Edit the material by replacing "window" with "pane of glass" wherever it occurs, changing nothing else and leaving the pictures out of your answer.

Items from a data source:
-- BEGIN --

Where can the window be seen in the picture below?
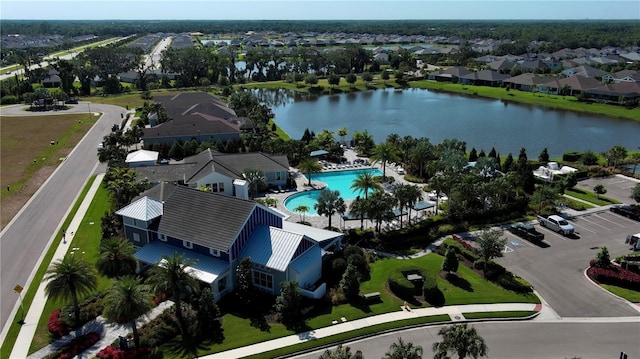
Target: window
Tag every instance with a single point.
(263, 279)
(222, 284)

-- END --

- Response to this exercise
Where can the pane of glass be seen in the picture below?
Target: pane of glass
Tag every instance with a single point.
(263, 279)
(222, 284)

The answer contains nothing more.